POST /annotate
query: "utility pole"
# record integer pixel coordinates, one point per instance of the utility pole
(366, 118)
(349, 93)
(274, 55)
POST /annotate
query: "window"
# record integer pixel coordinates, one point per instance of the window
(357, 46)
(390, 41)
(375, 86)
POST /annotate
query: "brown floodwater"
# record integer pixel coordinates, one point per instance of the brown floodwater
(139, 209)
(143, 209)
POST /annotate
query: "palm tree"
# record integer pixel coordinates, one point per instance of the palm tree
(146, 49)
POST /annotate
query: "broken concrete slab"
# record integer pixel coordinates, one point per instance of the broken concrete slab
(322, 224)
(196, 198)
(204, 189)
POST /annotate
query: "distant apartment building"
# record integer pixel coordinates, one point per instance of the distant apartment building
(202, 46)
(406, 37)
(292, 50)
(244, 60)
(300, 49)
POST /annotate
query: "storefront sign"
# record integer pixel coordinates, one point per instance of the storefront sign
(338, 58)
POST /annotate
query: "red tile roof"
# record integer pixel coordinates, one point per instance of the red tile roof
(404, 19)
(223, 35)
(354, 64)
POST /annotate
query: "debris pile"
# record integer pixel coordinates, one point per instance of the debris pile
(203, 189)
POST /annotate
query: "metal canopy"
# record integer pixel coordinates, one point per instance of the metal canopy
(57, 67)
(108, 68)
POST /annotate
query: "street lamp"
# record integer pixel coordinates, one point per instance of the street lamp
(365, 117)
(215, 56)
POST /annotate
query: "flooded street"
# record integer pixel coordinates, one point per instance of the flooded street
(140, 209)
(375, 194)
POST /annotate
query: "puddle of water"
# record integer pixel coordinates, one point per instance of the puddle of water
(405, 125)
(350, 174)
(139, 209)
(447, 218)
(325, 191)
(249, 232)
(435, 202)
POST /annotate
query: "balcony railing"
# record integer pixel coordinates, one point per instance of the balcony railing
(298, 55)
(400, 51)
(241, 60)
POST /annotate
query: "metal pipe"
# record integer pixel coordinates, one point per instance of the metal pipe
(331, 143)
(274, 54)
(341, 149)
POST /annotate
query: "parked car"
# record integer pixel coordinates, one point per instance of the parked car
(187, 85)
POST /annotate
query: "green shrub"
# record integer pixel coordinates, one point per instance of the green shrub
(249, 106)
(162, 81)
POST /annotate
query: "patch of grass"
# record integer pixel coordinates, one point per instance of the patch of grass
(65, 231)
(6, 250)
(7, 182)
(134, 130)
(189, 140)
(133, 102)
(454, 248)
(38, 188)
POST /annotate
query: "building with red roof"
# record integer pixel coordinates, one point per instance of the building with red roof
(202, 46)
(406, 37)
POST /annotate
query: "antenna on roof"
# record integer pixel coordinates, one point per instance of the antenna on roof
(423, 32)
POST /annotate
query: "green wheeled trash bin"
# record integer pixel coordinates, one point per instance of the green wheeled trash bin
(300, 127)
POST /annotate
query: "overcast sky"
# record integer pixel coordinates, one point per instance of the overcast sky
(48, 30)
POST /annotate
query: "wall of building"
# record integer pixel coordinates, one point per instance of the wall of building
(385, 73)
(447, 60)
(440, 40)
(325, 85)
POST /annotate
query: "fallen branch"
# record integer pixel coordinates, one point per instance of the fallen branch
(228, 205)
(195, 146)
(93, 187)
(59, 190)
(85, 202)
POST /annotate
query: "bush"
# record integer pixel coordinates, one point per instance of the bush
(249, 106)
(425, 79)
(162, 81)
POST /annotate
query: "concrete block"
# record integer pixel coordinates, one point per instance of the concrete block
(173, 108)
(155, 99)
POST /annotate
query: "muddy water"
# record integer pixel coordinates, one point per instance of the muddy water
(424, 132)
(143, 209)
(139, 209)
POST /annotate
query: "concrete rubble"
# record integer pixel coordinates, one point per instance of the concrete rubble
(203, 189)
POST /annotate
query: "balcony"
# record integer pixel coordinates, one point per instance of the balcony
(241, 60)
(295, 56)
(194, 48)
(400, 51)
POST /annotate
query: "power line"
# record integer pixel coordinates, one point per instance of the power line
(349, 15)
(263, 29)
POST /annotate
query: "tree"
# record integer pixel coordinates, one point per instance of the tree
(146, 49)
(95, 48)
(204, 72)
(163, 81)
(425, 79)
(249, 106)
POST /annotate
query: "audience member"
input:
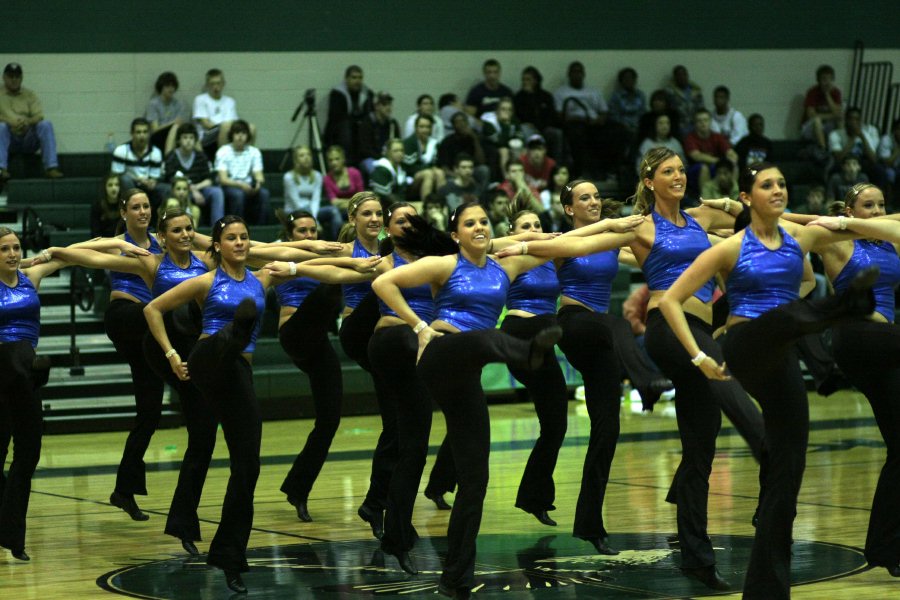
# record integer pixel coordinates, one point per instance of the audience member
(241, 174)
(754, 147)
(485, 95)
(685, 97)
(23, 127)
(420, 158)
(822, 108)
(726, 120)
(349, 103)
(186, 161)
(536, 111)
(165, 113)
(375, 130)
..............................
Using the material above, retype each entry exactly and omit the pictures.

POST /annotate
query: "utility pole"
# record integer pixel coordinates, one point per instance of the utility pole
(366, 118)
(349, 93)
(274, 55)
POST /annotate
query: "window"
# record integer pixel coordinates, one point per instance of the window
(357, 46)
(390, 41)
(375, 86)
POST /annotate
query: "brown floodwater"
# record integer pixel coordinates, one point per instance of the brown floodwater
(139, 209)
(143, 209)
POST /annotate
query: "palm tree"
# record integer pixel coordinates, one point per instance of the palm tree
(146, 49)
POST /annotate
query: "broken concrete slab"
# record integer pixel coordinates, one point per instance of the broken concrete slab
(322, 224)
(196, 198)
(204, 189)
POST /annotate
query: "distant apartment building"
# record integer pixel coordinates, one point per instance of the distant apartment building
(202, 46)
(406, 37)
(292, 50)
(244, 60)
(300, 49)
POST /annotate
query: "storefront sign"
# record integer pixel coordinates, one point per instance of the storefront sign
(338, 58)
POST /annotate
query: "red tile roof"
# record integer pixel coordinates, one point per instance of the red tile roof
(404, 19)
(223, 35)
(354, 64)
POST /annotate
query: "debris pile"
# record integer pixel coordinates, one point per instance of the debris pile
(203, 189)
POST /annotate
query: "metal canopy"
# record integer pixel coordinates, one point per instance of the metal canopy
(57, 67)
(108, 68)
POST /annotate
query: "street lamp"
# record integer pixel coordinates, one point per instance of the street lamp
(365, 117)
(215, 56)
POST /annotate
query: "flooded street"
# record integer pixel coordinates, one point per instance of the flooded street
(140, 209)
(375, 194)
POST /annotate
query: "puddle of water"
# record integer pixel coordinates, one point per instance of the puddle of water
(405, 125)
(350, 174)
(139, 209)
(447, 218)
(325, 191)
(249, 232)
(435, 202)
POST /annotate
query: "balcony railing"
# record integer pixel coordinates, one point per instance of the balcony railing
(298, 55)
(400, 51)
(241, 60)
POST /annotate
query: "metal pipe"
# record integer pixel coordinates, one point per instance of the metal pipe
(331, 143)
(274, 54)
(341, 149)
POST /annotate
query: "parked car"
# record integer pixel coordinates, one point per instance of the parked car
(187, 85)
POST /annotate
query: "green shrub"
# record integer pixel coordinates, one point per instance of the green shrub
(249, 106)
(162, 81)
POST /annotate
query: "patch of grass"
# record integer pixel coordinates, one point per instance of the patch of grass
(65, 231)
(6, 250)
(7, 182)
(134, 130)
(189, 140)
(133, 102)
(454, 248)
(38, 188)
POST /annotate
query: "building with red roof"
# record integer pixel coordinates, one point per instance of the building with red roof
(202, 46)
(406, 37)
POST /annotate
query: "antenna on roof"
# record integer pixel coordinates, one point per instance of the antenna on roof
(423, 32)
POST /annotate
query: "green wheeled trash bin"
# record integer pixel coordinates, one point per instance of the green wheeled trash bin
(300, 127)
POST /annotate
query: "overcast sky"
# record integer pixel coordinates, one point per instance of the overcast sky
(48, 30)
POST /annotate
query: "wall of building"
# record integer pixel coordinates, one point per instance of the wall of building
(385, 73)
(447, 60)
(440, 40)
(325, 85)
POST /annotate
query: "fallen branch"
# record integer pixel coordinates, one point per instance of the fallen branch
(228, 205)
(195, 146)
(93, 187)
(59, 190)
(85, 202)
POST /annotate
query: "bush"
# record integer pixel coordinates, one point per instance of the bush
(249, 106)
(425, 79)
(162, 81)
POST /annotate
query: "concrete block"
# record integer pixel coordinates, one point per instance of the concrete block
(173, 108)
(155, 99)
POST /annotate
query: "muddy water"
# record integer pixel coordinates, one point per instance of the muddy water
(424, 132)
(143, 209)
(139, 209)
POST /annotate
query: "concrete rubble"
# record integer pixel coordinates, one point per instance of the concrete rubble
(203, 189)
POST /annotate
query: "balcony"
# record integer pixel coordinates, one point per instance of the balcony
(241, 60)
(295, 56)
(194, 48)
(400, 51)
POST /annotate
query: "power line"
# record integer pixel coordinates, one point per instance of the power line
(349, 15)
(263, 29)
POST /annotate
query: "tree"
# record integer pixel coordinates, one point per instance of the tree
(146, 49)
(95, 48)
(204, 72)
(163, 81)
(425, 79)
(249, 106)
POST /annotate
query: "audience member"
input:
# record integer pixel coordinates, one point per instance of the audience member
(241, 174)
(754, 147)
(485, 95)
(685, 97)
(23, 127)
(420, 158)
(822, 108)
(726, 120)
(349, 103)
(186, 161)
(536, 111)
(165, 113)
(375, 130)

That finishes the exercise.